§ Zu erledigende Aufgabe
Gib das folgende Material bitte vollständig wieder und tausche dabei überall „--return coords“ gegen „--return json“ aus. Alles Übrige bleibt unverändert.

====== Einträge im Datensatz

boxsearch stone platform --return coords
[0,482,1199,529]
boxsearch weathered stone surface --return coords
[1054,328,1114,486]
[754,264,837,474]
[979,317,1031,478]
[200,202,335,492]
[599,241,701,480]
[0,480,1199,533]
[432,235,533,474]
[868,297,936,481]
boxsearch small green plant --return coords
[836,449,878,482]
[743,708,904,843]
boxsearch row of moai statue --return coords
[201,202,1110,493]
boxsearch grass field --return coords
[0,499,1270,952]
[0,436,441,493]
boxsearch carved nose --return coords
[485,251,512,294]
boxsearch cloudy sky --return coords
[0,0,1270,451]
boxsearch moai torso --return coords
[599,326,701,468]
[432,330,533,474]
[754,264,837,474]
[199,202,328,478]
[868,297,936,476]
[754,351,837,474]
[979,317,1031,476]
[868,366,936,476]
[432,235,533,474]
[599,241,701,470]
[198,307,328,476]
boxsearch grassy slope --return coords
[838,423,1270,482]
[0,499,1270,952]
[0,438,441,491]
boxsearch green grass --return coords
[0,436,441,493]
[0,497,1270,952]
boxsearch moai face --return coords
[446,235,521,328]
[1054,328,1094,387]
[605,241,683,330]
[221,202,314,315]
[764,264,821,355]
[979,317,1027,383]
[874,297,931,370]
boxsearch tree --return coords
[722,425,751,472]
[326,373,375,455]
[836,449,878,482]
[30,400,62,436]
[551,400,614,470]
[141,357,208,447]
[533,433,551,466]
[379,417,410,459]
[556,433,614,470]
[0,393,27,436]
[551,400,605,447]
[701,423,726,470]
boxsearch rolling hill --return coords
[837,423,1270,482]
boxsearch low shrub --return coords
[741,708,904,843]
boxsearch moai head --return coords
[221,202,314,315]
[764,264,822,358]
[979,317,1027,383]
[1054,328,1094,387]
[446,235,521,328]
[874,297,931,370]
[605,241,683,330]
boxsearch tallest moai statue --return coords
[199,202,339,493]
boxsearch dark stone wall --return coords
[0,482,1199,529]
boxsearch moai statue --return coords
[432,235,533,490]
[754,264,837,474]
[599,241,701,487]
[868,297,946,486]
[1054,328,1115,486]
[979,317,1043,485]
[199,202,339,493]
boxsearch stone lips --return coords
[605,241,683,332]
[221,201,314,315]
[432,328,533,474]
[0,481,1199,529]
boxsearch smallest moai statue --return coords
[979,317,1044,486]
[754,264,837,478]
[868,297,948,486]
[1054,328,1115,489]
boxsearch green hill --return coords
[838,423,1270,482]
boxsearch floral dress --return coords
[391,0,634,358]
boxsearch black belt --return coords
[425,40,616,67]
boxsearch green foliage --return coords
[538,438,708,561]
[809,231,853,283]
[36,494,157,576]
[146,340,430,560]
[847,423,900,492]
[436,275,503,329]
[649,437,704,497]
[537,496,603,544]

============

§ Ausgearbeitete Lösung
boxsearch stone platform --return json
[0,482,1199,529]
boxsearch weathered stone surface --return json
[1054,328,1114,486]
[754,264,837,474]
[979,317,1031,478]
[200,202,335,492]
[599,241,701,480]
[0,480,1199,533]
[432,235,533,474]
[868,297,936,481]
boxsearch small green plant --return json
[836,449,878,482]
[743,708,904,843]
boxsearch row of moai statue --return json
[201,202,1110,493]
boxsearch grass field --return json
[0,499,1270,952]
[0,436,441,493]
boxsearch carved nose --return json
[485,251,512,294]
boxsearch cloudy sky --return json
[0,0,1270,451]
boxsearch moai torso --return json
[599,326,701,468]
[432,330,533,474]
[754,264,837,474]
[199,202,328,478]
[868,297,936,476]
[754,351,837,474]
[979,317,1031,476]
[868,366,936,476]
[432,235,533,474]
[599,241,701,470]
[198,307,328,476]
boxsearch grassy slope --return json
[838,423,1270,482]
[0,499,1270,952]
[0,438,441,491]
boxsearch green grass --return json
[0,436,441,493]
[0,497,1270,952]
boxsearch moai face --return json
[446,235,521,328]
[1054,328,1094,387]
[605,241,683,330]
[221,202,314,315]
[764,264,821,355]
[979,317,1027,383]
[874,297,931,370]
boxsearch tree --return json
[722,425,751,472]
[326,373,375,455]
[836,449,878,482]
[30,400,62,436]
[551,400,614,470]
[141,357,208,447]
[533,433,551,466]
[379,417,410,459]
[556,433,614,470]
[0,393,27,436]
[551,400,605,447]
[701,423,726,470]
boxsearch rolling hill --return json
[837,423,1270,482]
boxsearch low shrub --return json
[741,708,904,843]
boxsearch moai head --return json
[221,202,314,315]
[764,264,822,358]
[979,317,1027,383]
[1054,328,1094,387]
[446,235,521,328]
[874,297,931,370]
[605,241,683,330]
boxsearch tallest moai statue --return json
[199,202,339,493]
boxsearch dark stone wall --return json
[0,482,1199,529]
boxsearch moai statue --return json
[432,235,533,490]
[754,264,837,474]
[599,241,701,487]
[868,297,946,486]
[1054,328,1115,486]
[979,317,1043,485]
[199,202,339,493]
boxsearch stone lips --return json
[605,241,683,332]
[221,201,314,315]
[432,328,533,474]
[0,481,1199,529]
boxsearch smallest moai statue --return json
[979,317,1044,486]
[754,264,837,478]
[868,297,948,486]
[1054,328,1115,489]
boxsearch green hill --return json
[838,423,1270,482]
boxsearch floral dress --return json
[391,0,634,358]
boxsearch black belt --return json
[425,40,616,67]
boxsearch green foliage --return json
[538,438,708,561]
[809,231,853,283]
[36,494,157,576]
[146,340,430,560]
[847,423,900,492]
[436,275,503,329]
[649,437,704,497]
[537,496,603,544]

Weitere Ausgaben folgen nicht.